→ **Excerpted data**:
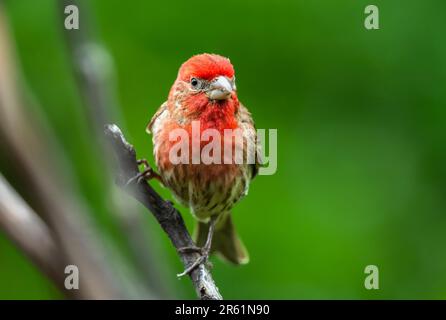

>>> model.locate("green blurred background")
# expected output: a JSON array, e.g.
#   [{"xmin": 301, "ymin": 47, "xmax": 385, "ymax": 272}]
[{"xmin": 0, "ymin": 0, "xmax": 446, "ymax": 299}]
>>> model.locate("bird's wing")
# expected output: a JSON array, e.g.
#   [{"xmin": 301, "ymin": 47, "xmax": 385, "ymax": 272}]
[
  {"xmin": 146, "ymin": 101, "xmax": 168, "ymax": 134},
  {"xmin": 236, "ymin": 103, "xmax": 263, "ymax": 178}
]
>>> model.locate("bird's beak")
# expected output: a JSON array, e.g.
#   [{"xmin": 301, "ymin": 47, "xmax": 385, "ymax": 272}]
[{"xmin": 206, "ymin": 76, "xmax": 232, "ymax": 100}]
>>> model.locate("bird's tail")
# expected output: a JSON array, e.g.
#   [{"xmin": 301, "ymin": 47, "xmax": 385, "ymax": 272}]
[{"xmin": 194, "ymin": 214, "xmax": 249, "ymax": 265}]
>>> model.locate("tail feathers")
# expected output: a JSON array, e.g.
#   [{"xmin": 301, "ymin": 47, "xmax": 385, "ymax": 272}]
[{"xmin": 194, "ymin": 214, "xmax": 249, "ymax": 265}]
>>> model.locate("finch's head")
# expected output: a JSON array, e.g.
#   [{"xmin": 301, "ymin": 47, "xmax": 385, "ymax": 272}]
[{"xmin": 177, "ymin": 53, "xmax": 236, "ymax": 101}]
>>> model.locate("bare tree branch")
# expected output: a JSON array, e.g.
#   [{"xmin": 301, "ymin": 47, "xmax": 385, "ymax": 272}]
[{"xmin": 105, "ymin": 124, "xmax": 223, "ymax": 300}]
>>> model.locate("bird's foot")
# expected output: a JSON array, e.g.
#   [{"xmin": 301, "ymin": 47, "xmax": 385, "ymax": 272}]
[
  {"xmin": 125, "ymin": 159, "xmax": 163, "ymax": 187},
  {"xmin": 177, "ymin": 246, "xmax": 212, "ymax": 278}
]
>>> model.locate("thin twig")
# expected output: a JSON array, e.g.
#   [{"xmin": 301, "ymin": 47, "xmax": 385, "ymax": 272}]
[{"xmin": 105, "ymin": 124, "xmax": 223, "ymax": 300}]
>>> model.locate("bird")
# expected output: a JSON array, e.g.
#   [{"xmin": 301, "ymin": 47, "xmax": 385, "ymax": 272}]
[{"xmin": 146, "ymin": 53, "xmax": 261, "ymax": 275}]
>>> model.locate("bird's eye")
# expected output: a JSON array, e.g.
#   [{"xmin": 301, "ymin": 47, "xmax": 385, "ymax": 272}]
[{"xmin": 190, "ymin": 78, "xmax": 201, "ymax": 89}]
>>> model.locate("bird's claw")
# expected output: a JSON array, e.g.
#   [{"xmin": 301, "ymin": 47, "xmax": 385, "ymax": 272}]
[
  {"xmin": 124, "ymin": 159, "xmax": 162, "ymax": 187},
  {"xmin": 177, "ymin": 246, "xmax": 212, "ymax": 278}
]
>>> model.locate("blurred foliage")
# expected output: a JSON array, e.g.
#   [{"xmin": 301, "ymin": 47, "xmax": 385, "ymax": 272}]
[{"xmin": 0, "ymin": 0, "xmax": 446, "ymax": 299}]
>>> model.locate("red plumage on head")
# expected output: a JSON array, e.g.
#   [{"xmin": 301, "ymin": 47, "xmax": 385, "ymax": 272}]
[{"xmin": 178, "ymin": 53, "xmax": 234, "ymax": 81}]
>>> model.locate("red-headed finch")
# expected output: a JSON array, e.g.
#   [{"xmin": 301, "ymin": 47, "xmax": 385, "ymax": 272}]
[{"xmin": 147, "ymin": 54, "xmax": 260, "ymax": 273}]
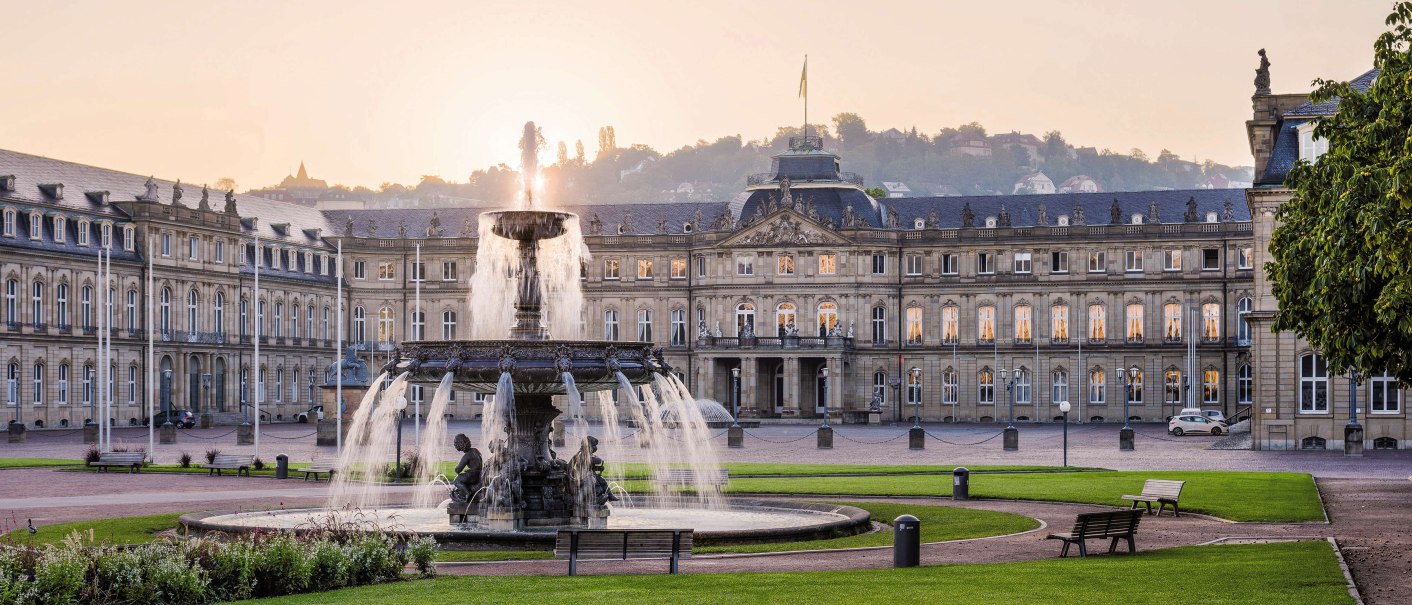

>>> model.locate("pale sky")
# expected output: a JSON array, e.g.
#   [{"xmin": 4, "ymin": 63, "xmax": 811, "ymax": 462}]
[{"xmin": 0, "ymin": 0, "xmax": 1391, "ymax": 189}]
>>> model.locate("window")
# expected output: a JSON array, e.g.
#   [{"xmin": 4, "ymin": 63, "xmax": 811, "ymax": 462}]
[
  {"xmin": 1368, "ymin": 370, "xmax": 1402, "ymax": 414},
  {"xmin": 870, "ymin": 305, "xmax": 887, "ymax": 345},
  {"xmin": 1049, "ymin": 304, "xmax": 1069, "ymax": 345},
  {"xmin": 907, "ymin": 254, "xmax": 922, "ymax": 276},
  {"xmin": 976, "ymin": 368, "xmax": 995, "ymax": 404},
  {"xmin": 1299, "ymin": 353, "xmax": 1329, "ymax": 414},
  {"xmin": 1202, "ymin": 303, "xmax": 1221, "ymax": 342},
  {"xmin": 907, "ymin": 307, "xmax": 922, "ymax": 345},
  {"xmin": 819, "ymin": 303, "xmax": 842, "ymax": 336},
  {"xmin": 1089, "ymin": 304, "xmax": 1107, "ymax": 345},
  {"xmin": 637, "ymin": 308, "xmax": 652, "ymax": 342},
  {"xmin": 942, "ymin": 304, "xmax": 962, "ymax": 345},
  {"xmin": 1123, "ymin": 250, "xmax": 1142, "ymax": 273},
  {"xmin": 1015, "ymin": 304, "xmax": 1032, "ymax": 345},
  {"xmin": 671, "ymin": 312, "xmax": 686, "ymax": 346},
  {"xmin": 1049, "ymin": 368, "xmax": 1069, "ymax": 403},
  {"xmin": 1236, "ymin": 297, "xmax": 1252, "ymax": 345},
  {"xmin": 1015, "ymin": 252, "xmax": 1032, "ymax": 274},
  {"xmin": 603, "ymin": 308, "xmax": 617, "ymax": 341},
  {"xmin": 942, "ymin": 254, "xmax": 960, "ymax": 276},
  {"xmin": 1125, "ymin": 303, "xmax": 1142, "ymax": 343},
  {"xmin": 1202, "ymin": 368, "xmax": 1221, "ymax": 404},
  {"xmin": 976, "ymin": 252, "xmax": 995, "ymax": 276},
  {"xmin": 1202, "ymin": 247, "xmax": 1221, "ymax": 271},
  {"xmin": 440, "ymin": 308, "xmax": 456, "ymax": 341},
  {"xmin": 976, "ymin": 305, "xmax": 995, "ymax": 345}
]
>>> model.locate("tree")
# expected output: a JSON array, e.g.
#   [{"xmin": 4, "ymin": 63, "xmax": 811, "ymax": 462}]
[{"xmin": 1265, "ymin": 1, "xmax": 1412, "ymax": 383}]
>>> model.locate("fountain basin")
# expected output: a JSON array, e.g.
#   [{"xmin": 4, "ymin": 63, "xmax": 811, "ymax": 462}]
[{"xmin": 178, "ymin": 498, "xmax": 873, "ymax": 550}]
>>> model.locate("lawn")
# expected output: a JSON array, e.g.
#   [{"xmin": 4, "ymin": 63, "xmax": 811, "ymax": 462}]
[
  {"xmin": 228, "ymin": 541, "xmax": 1353, "ymax": 605},
  {"xmin": 729, "ymin": 471, "xmax": 1323, "ymax": 522},
  {"xmin": 0, "ymin": 513, "xmax": 184, "ymax": 544}
]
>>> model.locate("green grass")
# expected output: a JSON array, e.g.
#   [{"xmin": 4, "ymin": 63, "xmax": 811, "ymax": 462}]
[
  {"xmin": 0, "ymin": 513, "xmax": 185, "ymax": 546},
  {"xmin": 692, "ymin": 502, "xmax": 1039, "ymax": 554},
  {"xmin": 228, "ymin": 541, "xmax": 1353, "ymax": 605},
  {"xmin": 722, "ymin": 471, "xmax": 1323, "ymax": 522},
  {"xmin": 0, "ymin": 458, "xmax": 79, "ymax": 468}
]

→ **Exercise details**: Write out the records above exactly as they stand, leaving out every picture.

→ **Result**:
>>> model.locate("green blurred background")
# expected output: a JSON array, e.g.
#   [{"xmin": 301, "ymin": 47, "xmax": 385, "ymax": 272}]
[{"xmin": 0, "ymin": 0, "xmax": 446, "ymax": 299}]
>>> model.locate("bird's wing")
# expected output: a JSON array, e.g.
#   [{"xmin": 301, "ymin": 47, "xmax": 385, "ymax": 272}]
[
  {"xmin": 146, "ymin": 101, "xmax": 168, "ymax": 134},
  {"xmin": 236, "ymin": 103, "xmax": 263, "ymax": 178}
]
>>> model.locate("bird's beak")
# expected output: a JSON array, e.g.
#   [{"xmin": 301, "ymin": 47, "xmax": 385, "ymax": 272}]
[{"xmin": 206, "ymin": 76, "xmax": 232, "ymax": 100}]
>>> model.locate("bird's tail")
# expected output: a JSON array, e.g.
#   [{"xmin": 301, "ymin": 47, "xmax": 385, "ymax": 272}]
[{"xmin": 194, "ymin": 214, "xmax": 249, "ymax": 265}]
>>> model.locate("tail feathers")
# expected output: a JSON array, e.g.
#   [{"xmin": 301, "ymin": 47, "xmax": 385, "ymax": 272}]
[{"xmin": 194, "ymin": 214, "xmax": 249, "ymax": 265}]
>>> model.locate("finch's head")
# expected output: a JSON array, e.g.
#   [{"xmin": 301, "ymin": 47, "xmax": 385, "ymax": 272}]
[{"xmin": 177, "ymin": 53, "xmax": 236, "ymax": 101}]
>>> model.locate("bare tree branch")
# expected output: a JSON array, e.g.
#   [{"xmin": 301, "ymin": 47, "xmax": 385, "ymax": 272}]
[{"xmin": 105, "ymin": 124, "xmax": 223, "ymax": 300}]
>>> model.locate("bird's foot")
# expected output: a JSON array, e.g.
#   [{"xmin": 301, "ymin": 47, "xmax": 385, "ymax": 272}]
[
  {"xmin": 125, "ymin": 159, "xmax": 163, "ymax": 187},
  {"xmin": 177, "ymin": 246, "xmax": 212, "ymax": 278}
]
>>> model.locate("thin twig")
# expected output: a JSON array, e.g.
#   [{"xmin": 301, "ymin": 47, "xmax": 385, "ymax": 272}]
[{"xmin": 105, "ymin": 124, "xmax": 223, "ymax": 300}]
>>> model.locate("bird")
# expected output: a JSON array, e.g.
#   [{"xmin": 301, "ymin": 47, "xmax": 385, "ymax": 272}]
[{"xmin": 146, "ymin": 53, "xmax": 261, "ymax": 275}]
>>> model.locate("bird's eye")
# expected output: a JSON array, e.g.
#   [{"xmin": 301, "ymin": 47, "xmax": 385, "ymax": 272}]
[{"xmin": 190, "ymin": 78, "xmax": 201, "ymax": 89}]
>>> model.locate("bird's claw")
# expected output: a JSON array, e.g.
#   [{"xmin": 301, "ymin": 47, "xmax": 385, "ymax": 272}]
[
  {"xmin": 124, "ymin": 159, "xmax": 162, "ymax": 187},
  {"xmin": 177, "ymin": 246, "xmax": 212, "ymax": 278}
]
>>> model.locate("blurred foliage")
# expected output: a JSON array, e.g.
#   [{"xmin": 301, "ymin": 47, "xmax": 385, "ymax": 272}]
[{"xmin": 0, "ymin": 0, "xmax": 446, "ymax": 299}]
>>> model.locate("red plumage on head")
# expected output: a JSON array, e.g.
#   [{"xmin": 301, "ymin": 47, "xmax": 385, "ymax": 272}]
[{"xmin": 178, "ymin": 53, "xmax": 234, "ymax": 81}]
>>> model.locate("red-headed finch")
# expected output: a JSON array, e.g.
#   [{"xmin": 301, "ymin": 47, "xmax": 385, "ymax": 272}]
[{"xmin": 147, "ymin": 54, "xmax": 260, "ymax": 273}]

>>> model.locate("pale sky")
# expected output: a JSON array, e.g.
#   [{"xmin": 4, "ymin": 63, "xmax": 811, "ymax": 462}]
[{"xmin": 0, "ymin": 0, "xmax": 1391, "ymax": 189}]
>>> model.locate("window")
# expected output: a JSON array, e.g.
#   [{"xmin": 4, "ymin": 63, "xmax": 811, "ymax": 462}]
[
  {"xmin": 1368, "ymin": 370, "xmax": 1402, "ymax": 414},
  {"xmin": 870, "ymin": 305, "xmax": 887, "ymax": 345},
  {"xmin": 1049, "ymin": 304, "xmax": 1069, "ymax": 345},
  {"xmin": 907, "ymin": 254, "xmax": 922, "ymax": 276},
  {"xmin": 976, "ymin": 368, "xmax": 995, "ymax": 404},
  {"xmin": 1299, "ymin": 353, "xmax": 1329, "ymax": 414},
  {"xmin": 1202, "ymin": 303, "xmax": 1221, "ymax": 342},
  {"xmin": 907, "ymin": 307, "xmax": 922, "ymax": 345},
  {"xmin": 819, "ymin": 303, "xmax": 842, "ymax": 336},
  {"xmin": 1089, "ymin": 304, "xmax": 1107, "ymax": 345},
  {"xmin": 637, "ymin": 308, "xmax": 652, "ymax": 342},
  {"xmin": 942, "ymin": 304, "xmax": 962, "ymax": 345},
  {"xmin": 1123, "ymin": 250, "xmax": 1142, "ymax": 273},
  {"xmin": 1015, "ymin": 304, "xmax": 1032, "ymax": 345},
  {"xmin": 671, "ymin": 312, "xmax": 686, "ymax": 346},
  {"xmin": 1049, "ymin": 368, "xmax": 1069, "ymax": 403},
  {"xmin": 1236, "ymin": 297, "xmax": 1252, "ymax": 345},
  {"xmin": 1015, "ymin": 252, "xmax": 1032, "ymax": 274},
  {"xmin": 603, "ymin": 308, "xmax": 617, "ymax": 341},
  {"xmin": 942, "ymin": 254, "xmax": 960, "ymax": 276},
  {"xmin": 1125, "ymin": 303, "xmax": 1142, "ymax": 343},
  {"xmin": 1202, "ymin": 368, "xmax": 1221, "ymax": 404},
  {"xmin": 976, "ymin": 252, "xmax": 995, "ymax": 276},
  {"xmin": 1202, "ymin": 247, "xmax": 1221, "ymax": 271},
  {"xmin": 440, "ymin": 308, "xmax": 456, "ymax": 341},
  {"xmin": 976, "ymin": 305, "xmax": 995, "ymax": 345}
]
>>> model.locate("tree")
# expected output: a JSON array, e.g.
#   [{"xmin": 4, "ymin": 63, "xmax": 811, "ymax": 462}]
[{"xmin": 1265, "ymin": 1, "xmax": 1412, "ymax": 383}]
>>> model.locate("fountain basin")
# expected output: a JSON array, e.g.
#   [{"xmin": 4, "ymin": 63, "xmax": 811, "ymax": 462}]
[{"xmin": 178, "ymin": 498, "xmax": 873, "ymax": 550}]
>>> model.locate("lawn")
# expected output: a JSON array, e.g.
#   [{"xmin": 4, "ymin": 63, "xmax": 811, "ymax": 462}]
[
  {"xmin": 228, "ymin": 541, "xmax": 1353, "ymax": 605},
  {"xmin": 729, "ymin": 471, "xmax": 1323, "ymax": 522},
  {"xmin": 0, "ymin": 513, "xmax": 184, "ymax": 544}
]
>>> model.locate("green grass")
# expected output: a JSON array, e.g.
#   [{"xmin": 4, "ymin": 63, "xmax": 811, "ymax": 462}]
[
  {"xmin": 0, "ymin": 513, "xmax": 185, "ymax": 546},
  {"xmin": 692, "ymin": 502, "xmax": 1039, "ymax": 554},
  {"xmin": 228, "ymin": 541, "xmax": 1353, "ymax": 605},
  {"xmin": 722, "ymin": 471, "xmax": 1323, "ymax": 522},
  {"xmin": 0, "ymin": 458, "xmax": 79, "ymax": 468}
]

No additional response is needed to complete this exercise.